**Exercise description:**
Repeat exactly, and only, the lines from the one holding "Task: the component shall indicate the disposable" through the last line of the records below.

**Provided data:**
[Begin]
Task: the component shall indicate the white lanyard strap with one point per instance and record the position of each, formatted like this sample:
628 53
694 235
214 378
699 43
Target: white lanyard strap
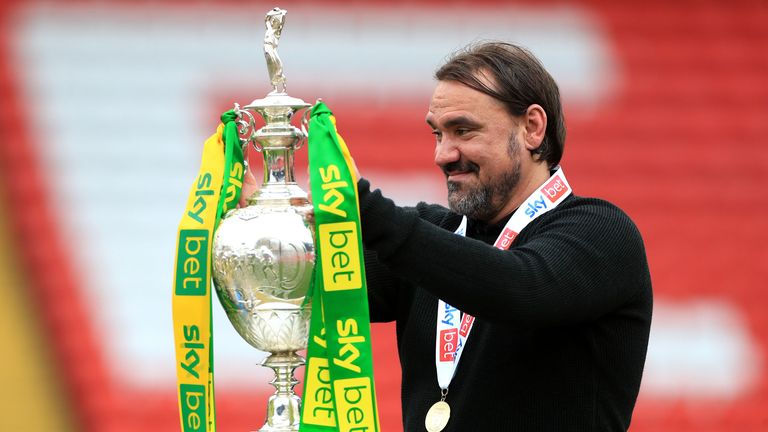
453 327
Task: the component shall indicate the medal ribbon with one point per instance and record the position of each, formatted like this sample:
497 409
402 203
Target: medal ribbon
453 327
339 393
215 191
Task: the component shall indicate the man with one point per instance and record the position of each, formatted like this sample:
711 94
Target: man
562 303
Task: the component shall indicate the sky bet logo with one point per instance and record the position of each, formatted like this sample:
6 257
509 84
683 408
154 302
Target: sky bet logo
191 267
553 190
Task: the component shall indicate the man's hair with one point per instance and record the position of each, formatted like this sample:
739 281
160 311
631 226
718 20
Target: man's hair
518 80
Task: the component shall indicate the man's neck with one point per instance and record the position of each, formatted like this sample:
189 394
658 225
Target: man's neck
528 185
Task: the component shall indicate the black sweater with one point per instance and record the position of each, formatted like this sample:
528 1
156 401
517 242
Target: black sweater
562 317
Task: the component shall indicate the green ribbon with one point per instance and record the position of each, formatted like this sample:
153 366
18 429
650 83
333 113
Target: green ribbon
339 393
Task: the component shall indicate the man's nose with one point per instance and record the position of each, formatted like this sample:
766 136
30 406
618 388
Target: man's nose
446 152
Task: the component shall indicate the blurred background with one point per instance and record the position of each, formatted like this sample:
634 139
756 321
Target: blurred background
104 106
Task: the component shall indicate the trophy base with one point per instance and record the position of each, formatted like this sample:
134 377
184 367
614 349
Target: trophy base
283 407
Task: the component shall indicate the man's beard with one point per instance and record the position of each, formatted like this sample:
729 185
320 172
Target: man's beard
483 201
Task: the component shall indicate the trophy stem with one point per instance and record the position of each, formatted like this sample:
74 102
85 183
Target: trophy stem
284 407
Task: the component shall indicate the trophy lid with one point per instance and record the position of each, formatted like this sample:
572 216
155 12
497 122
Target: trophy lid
277 100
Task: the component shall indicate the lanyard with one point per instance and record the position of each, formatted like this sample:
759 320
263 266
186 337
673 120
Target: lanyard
453 326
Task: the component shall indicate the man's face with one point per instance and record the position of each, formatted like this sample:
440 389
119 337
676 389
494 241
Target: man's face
477 149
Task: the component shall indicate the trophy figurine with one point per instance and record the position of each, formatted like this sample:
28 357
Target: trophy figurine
263 254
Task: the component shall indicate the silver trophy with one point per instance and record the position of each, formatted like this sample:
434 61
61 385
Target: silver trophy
263 254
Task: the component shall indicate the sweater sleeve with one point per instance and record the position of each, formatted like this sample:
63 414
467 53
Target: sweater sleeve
571 265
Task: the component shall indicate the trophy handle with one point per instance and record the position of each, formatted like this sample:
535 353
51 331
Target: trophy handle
246 128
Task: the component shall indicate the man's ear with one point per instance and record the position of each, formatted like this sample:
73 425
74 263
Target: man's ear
535 122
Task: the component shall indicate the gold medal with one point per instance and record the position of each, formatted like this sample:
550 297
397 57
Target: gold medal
437 416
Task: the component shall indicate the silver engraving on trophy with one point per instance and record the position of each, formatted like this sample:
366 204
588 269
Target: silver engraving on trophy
263 254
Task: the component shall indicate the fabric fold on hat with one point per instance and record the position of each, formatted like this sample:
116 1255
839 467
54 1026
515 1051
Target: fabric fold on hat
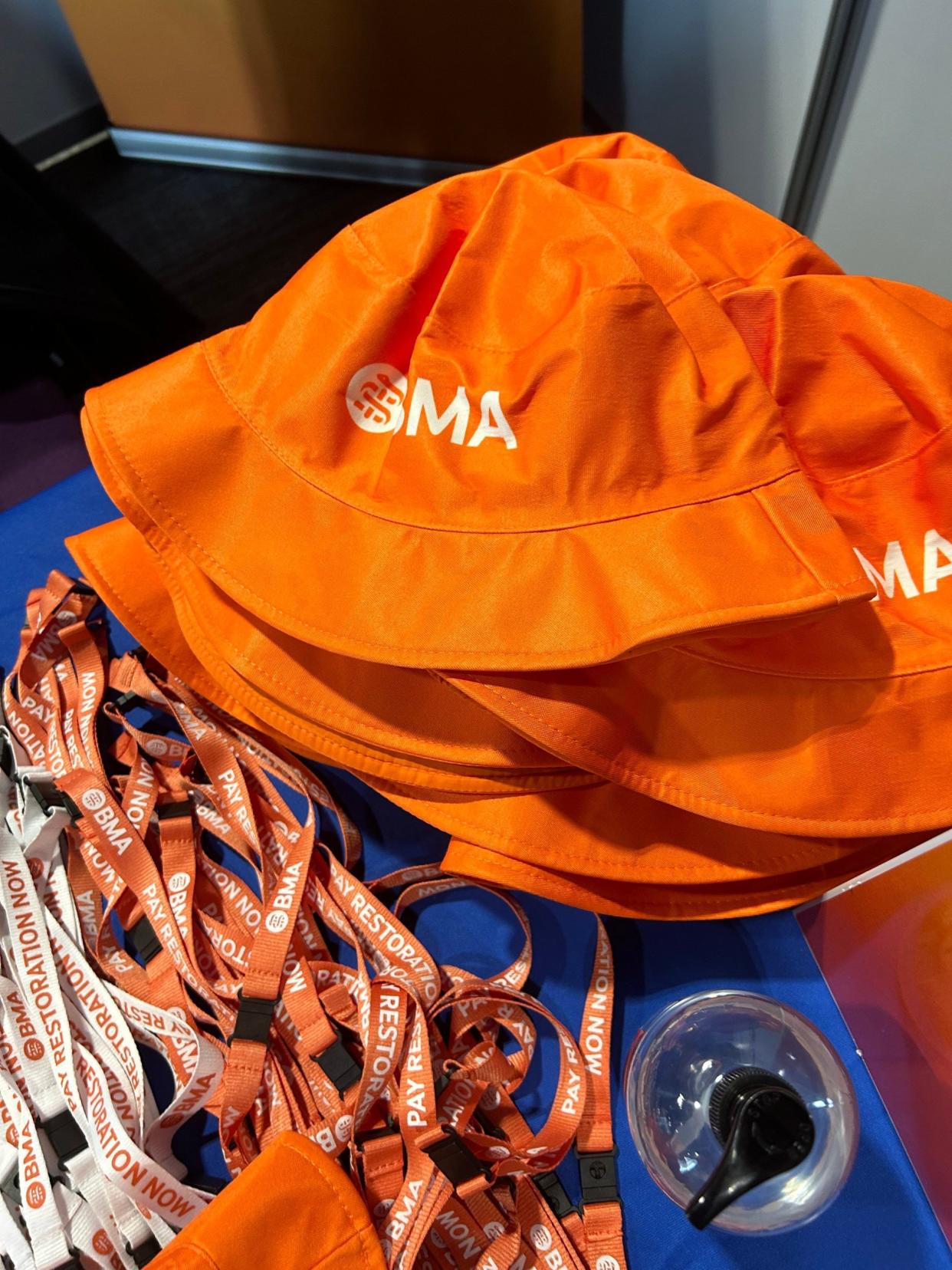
499 383
292 1207
839 727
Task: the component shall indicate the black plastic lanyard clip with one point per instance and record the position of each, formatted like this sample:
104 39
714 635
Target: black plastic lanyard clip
455 1160
8 756
339 1066
555 1194
50 798
598 1176
143 940
64 1136
11 1185
253 1020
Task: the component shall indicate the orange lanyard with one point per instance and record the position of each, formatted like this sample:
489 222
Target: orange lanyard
404 1068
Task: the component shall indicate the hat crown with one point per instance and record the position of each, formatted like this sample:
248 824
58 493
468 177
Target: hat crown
504 352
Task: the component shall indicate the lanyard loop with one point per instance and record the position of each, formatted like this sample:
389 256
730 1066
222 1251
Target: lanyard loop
177 894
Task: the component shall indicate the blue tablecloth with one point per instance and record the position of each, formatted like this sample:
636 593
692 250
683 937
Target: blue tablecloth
880 1221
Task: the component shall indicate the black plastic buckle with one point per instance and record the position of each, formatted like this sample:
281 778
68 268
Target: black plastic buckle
11 1186
8 758
64 1136
206 1183
253 1020
339 1066
127 701
174 811
598 1175
455 1160
51 798
143 1254
143 940
555 1194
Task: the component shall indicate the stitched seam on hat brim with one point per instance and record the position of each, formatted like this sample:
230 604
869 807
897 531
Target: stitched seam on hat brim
721 616
524 869
684 798
599 648
820 679
336 751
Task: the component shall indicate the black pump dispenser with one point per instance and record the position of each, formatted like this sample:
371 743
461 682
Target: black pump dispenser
766 1130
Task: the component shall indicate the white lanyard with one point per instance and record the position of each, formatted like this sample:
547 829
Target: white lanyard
85 1155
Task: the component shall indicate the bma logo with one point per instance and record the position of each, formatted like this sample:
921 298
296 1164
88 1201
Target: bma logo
376 398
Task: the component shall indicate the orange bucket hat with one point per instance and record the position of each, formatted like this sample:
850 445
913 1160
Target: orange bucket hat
392 722
292 1207
602 847
499 424
842 725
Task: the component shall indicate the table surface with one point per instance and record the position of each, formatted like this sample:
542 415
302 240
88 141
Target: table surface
881 1219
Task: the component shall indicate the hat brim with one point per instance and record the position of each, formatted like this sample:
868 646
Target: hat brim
849 757
146 591
329 574
615 851
601 847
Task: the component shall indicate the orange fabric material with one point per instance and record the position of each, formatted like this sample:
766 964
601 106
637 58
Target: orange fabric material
292 1207
394 722
841 727
602 847
575 483
499 424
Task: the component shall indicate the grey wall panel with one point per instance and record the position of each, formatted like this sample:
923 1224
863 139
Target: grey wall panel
724 84
885 206
42 77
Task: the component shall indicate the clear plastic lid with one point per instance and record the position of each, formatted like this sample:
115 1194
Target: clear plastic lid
682 1057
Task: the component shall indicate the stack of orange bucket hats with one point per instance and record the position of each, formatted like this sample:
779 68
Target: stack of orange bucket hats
578 507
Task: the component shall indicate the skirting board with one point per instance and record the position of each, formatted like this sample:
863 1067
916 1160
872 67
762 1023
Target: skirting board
265 156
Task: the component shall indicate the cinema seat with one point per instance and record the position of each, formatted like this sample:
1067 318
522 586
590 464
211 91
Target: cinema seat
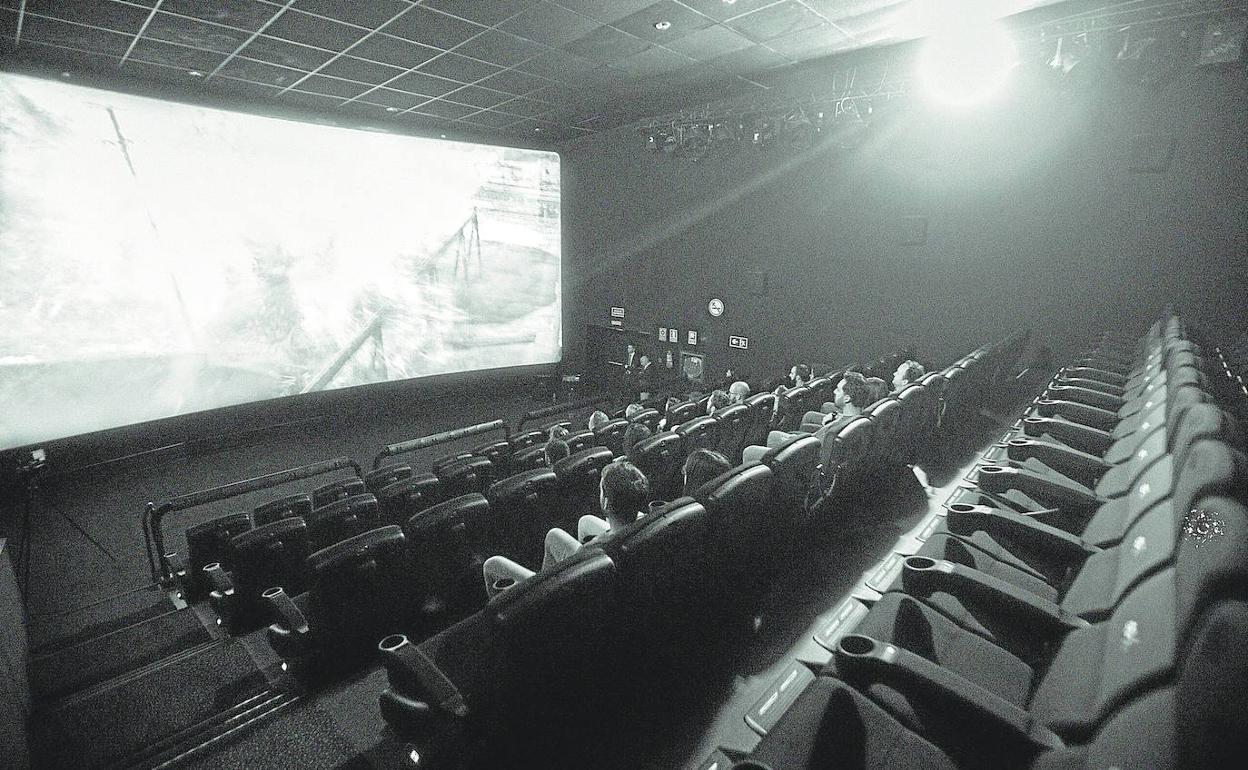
282 508
740 548
407 497
466 476
380 478
447 544
610 434
579 477
699 433
337 491
662 458
522 508
734 424
209 542
263 557
763 407
358 590
342 519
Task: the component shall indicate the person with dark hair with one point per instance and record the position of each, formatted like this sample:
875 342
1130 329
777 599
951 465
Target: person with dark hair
702 466
907 372
634 433
623 496
555 451
718 401
598 419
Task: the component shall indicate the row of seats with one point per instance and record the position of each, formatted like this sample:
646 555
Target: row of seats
1078 603
542 652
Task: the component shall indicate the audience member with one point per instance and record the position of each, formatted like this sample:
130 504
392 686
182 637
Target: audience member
907 372
718 401
634 433
700 467
623 496
555 451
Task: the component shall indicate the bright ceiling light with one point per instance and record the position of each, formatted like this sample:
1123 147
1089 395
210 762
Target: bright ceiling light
966 64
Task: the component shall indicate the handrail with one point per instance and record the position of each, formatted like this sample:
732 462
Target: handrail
155 514
439 438
559 408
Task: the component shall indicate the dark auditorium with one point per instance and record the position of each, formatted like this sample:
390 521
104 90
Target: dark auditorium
623 385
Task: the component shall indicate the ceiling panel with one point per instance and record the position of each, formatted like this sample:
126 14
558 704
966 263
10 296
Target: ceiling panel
506 66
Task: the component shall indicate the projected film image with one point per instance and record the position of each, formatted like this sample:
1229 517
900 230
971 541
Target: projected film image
160 258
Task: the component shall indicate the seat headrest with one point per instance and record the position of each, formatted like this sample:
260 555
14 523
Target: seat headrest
462 508
261 537
522 484
376 544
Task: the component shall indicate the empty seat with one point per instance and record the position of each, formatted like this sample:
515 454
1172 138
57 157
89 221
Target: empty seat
407 497
337 491
386 476
282 508
466 476
342 519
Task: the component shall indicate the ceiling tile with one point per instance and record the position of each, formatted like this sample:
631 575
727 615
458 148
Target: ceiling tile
242 14
653 61
605 10
393 50
95 13
680 18
458 68
478 96
332 86
557 65
431 28
371 14
360 69
76 36
514 81
499 48
197 34
710 43
390 97
419 82
176 56
446 109
483 11
260 71
774 20
286 54
312 30
605 45
492 120
549 24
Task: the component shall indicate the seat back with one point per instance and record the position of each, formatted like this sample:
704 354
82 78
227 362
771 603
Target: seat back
610 434
660 458
522 511
466 476
407 497
343 519
380 478
763 408
209 542
734 423
283 508
337 491
447 544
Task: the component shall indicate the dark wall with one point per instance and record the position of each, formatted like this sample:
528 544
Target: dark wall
1033 219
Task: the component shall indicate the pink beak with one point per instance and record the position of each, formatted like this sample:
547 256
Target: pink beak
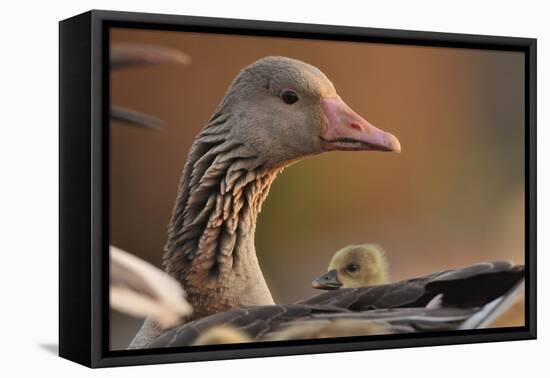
348 131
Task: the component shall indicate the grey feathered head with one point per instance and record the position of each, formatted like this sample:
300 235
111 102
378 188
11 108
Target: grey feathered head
285 109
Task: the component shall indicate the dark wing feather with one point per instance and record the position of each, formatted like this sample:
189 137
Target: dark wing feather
400 306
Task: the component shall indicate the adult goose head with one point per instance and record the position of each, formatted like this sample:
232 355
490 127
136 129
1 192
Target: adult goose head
277 111
355 266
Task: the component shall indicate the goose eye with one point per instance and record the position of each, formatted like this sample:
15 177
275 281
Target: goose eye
289 96
352 268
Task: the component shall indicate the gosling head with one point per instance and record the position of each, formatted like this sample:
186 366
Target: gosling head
355 266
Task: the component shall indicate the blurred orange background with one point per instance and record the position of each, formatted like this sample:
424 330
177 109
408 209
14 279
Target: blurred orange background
454 196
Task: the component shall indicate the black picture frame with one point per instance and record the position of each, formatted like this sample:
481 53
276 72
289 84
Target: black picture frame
84 190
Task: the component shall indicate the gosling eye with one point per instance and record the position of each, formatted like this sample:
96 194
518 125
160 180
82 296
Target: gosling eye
289 96
352 267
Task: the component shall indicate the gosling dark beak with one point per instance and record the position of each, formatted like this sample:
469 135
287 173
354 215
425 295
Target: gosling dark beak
127 55
328 281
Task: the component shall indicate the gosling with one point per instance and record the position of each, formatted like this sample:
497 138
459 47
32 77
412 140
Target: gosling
355 266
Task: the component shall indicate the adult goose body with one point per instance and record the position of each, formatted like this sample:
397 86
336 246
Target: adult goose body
276 111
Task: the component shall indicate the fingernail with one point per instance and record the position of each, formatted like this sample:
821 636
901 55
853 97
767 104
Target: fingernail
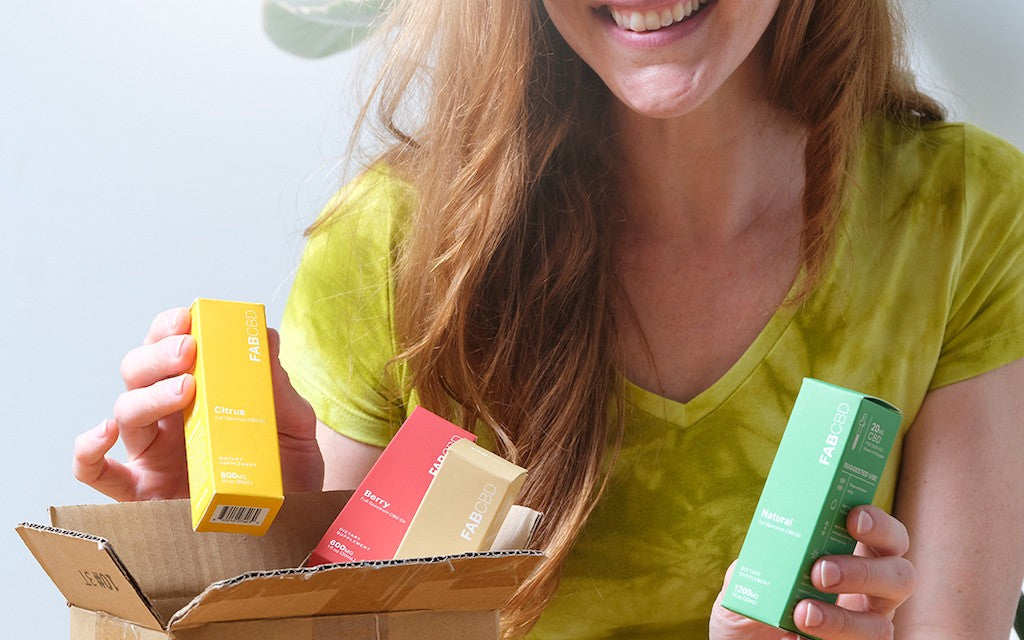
814 616
175 318
864 522
830 573
180 346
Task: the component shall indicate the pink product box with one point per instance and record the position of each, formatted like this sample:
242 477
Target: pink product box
373 522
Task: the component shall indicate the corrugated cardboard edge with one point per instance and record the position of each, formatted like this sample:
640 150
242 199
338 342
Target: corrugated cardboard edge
102 546
86 625
244 590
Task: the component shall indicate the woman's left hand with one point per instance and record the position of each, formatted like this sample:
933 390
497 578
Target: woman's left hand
870 584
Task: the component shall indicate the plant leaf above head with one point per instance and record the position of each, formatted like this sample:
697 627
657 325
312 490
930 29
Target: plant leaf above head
318 28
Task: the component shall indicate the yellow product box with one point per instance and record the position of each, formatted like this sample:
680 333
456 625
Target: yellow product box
230 430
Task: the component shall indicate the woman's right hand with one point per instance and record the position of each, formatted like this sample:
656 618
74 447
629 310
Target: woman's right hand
147 418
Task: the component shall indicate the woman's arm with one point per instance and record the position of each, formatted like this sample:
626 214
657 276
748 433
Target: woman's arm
345 461
960 496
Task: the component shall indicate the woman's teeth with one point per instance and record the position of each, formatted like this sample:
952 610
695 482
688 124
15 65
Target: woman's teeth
651 20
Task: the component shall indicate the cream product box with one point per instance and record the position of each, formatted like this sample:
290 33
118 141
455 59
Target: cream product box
230 428
518 529
466 504
373 523
829 460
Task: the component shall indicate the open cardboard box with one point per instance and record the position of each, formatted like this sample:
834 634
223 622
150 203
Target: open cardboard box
136 570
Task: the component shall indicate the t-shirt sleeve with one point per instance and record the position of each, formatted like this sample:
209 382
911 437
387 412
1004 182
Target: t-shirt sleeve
985 327
338 336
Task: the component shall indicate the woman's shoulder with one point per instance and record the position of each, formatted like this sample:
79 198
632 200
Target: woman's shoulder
376 201
955 151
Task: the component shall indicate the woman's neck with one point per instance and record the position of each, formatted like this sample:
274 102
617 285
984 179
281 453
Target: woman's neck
716 173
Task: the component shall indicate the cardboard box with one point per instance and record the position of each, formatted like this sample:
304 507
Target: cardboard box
829 460
230 428
138 570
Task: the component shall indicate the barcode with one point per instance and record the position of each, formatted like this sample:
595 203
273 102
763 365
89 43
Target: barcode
240 515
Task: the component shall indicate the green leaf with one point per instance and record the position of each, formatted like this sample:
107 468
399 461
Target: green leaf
318 28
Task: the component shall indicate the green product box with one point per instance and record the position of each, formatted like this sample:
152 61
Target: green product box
830 458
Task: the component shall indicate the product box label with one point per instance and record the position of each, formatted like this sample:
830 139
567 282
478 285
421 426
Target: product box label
235 479
373 522
466 504
829 460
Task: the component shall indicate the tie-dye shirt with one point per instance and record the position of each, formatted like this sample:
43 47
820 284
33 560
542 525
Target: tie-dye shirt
926 288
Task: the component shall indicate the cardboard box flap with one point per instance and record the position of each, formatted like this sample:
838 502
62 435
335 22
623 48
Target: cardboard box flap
88 572
469 582
154 538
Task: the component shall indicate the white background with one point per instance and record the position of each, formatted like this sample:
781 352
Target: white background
153 152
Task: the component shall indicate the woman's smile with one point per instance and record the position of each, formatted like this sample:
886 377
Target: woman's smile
640 20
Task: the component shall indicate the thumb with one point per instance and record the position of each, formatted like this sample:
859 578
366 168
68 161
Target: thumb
295 416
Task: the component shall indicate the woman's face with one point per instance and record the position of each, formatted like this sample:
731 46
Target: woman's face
663 58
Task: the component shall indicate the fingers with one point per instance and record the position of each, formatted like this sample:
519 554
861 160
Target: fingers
90 465
880 531
151 363
886 582
170 323
137 411
827 621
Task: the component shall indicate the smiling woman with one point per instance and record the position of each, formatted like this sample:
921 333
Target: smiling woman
654 19
614 253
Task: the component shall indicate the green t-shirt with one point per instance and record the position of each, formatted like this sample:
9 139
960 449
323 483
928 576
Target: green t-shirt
926 288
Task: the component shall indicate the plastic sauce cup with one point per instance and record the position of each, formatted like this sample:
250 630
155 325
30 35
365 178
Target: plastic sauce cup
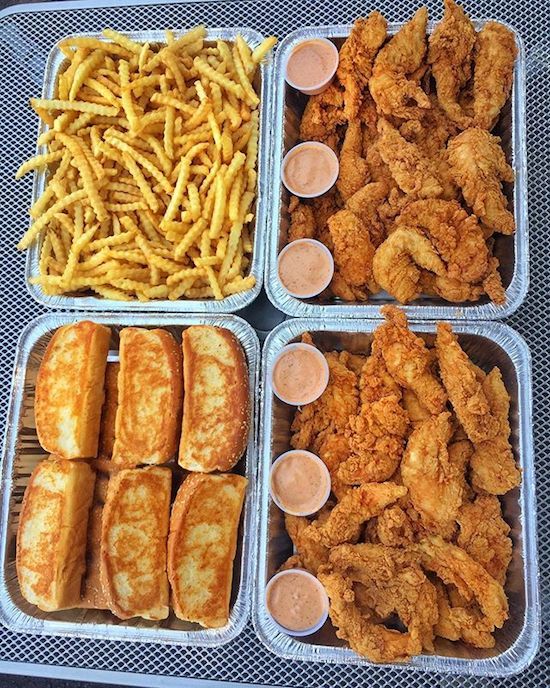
311 580
324 475
319 57
319 161
309 268
294 364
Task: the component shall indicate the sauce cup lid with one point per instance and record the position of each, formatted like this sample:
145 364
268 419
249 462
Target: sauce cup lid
325 373
318 245
326 150
324 82
322 618
324 470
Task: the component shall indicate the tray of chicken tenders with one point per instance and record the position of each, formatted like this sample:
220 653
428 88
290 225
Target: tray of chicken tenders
127 478
400 169
396 495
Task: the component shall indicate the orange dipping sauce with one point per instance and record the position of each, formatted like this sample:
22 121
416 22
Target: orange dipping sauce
296 600
305 268
300 483
300 374
312 65
310 169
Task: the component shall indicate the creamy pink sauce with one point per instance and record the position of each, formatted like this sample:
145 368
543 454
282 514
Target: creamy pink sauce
295 602
310 63
309 170
298 375
304 269
299 483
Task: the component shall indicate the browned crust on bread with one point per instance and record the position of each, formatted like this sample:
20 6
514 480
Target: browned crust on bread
134 534
51 537
149 398
216 405
201 546
70 385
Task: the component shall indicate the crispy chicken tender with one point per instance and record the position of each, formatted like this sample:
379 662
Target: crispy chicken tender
434 482
484 535
454 566
393 84
478 166
392 582
461 379
356 507
456 236
412 171
493 465
365 636
450 56
353 167
356 59
397 262
408 359
496 53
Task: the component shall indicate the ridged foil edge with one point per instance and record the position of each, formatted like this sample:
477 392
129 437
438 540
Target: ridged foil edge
17 620
517 657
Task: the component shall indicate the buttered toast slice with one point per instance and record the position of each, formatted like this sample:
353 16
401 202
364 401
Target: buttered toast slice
216 404
51 538
69 390
133 543
201 546
149 398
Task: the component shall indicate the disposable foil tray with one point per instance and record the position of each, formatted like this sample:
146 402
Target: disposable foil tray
229 304
511 251
22 452
488 344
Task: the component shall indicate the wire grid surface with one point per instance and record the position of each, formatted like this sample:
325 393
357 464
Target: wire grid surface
25 40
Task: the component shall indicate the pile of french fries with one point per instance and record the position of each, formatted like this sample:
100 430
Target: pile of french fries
152 153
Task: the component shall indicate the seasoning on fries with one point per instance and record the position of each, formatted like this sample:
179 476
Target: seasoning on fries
151 153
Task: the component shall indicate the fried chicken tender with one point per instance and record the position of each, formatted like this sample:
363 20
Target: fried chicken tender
[End]
**Output below:**
Task: the component shall indicate the disposable foil tray with one point per instance and record the position of each, formatted like this sample:
146 402
Target: disposable foil tray
229 304
511 251
22 452
488 344
Task: the component shall indicate the wire grid surface with one point per instance and record the position of each, formatted like this sample:
325 393
357 464
Target: wire grid surface
25 40
Task: the component shall indicate the pile of french fries with one point per instance and record the position of each, formatted like this sample:
100 430
Target: pile of french fries
152 153
Task: the component shall indicate the seasoning on fries with one point per instance and record the position of each, formatted like this sample:
179 476
Target: seasoning on fries
151 153
Task: the component shall indicate the fried chicken tender with one point per instance and record the position of each, formatted like this sample:
363 20
Target: fried chicken tender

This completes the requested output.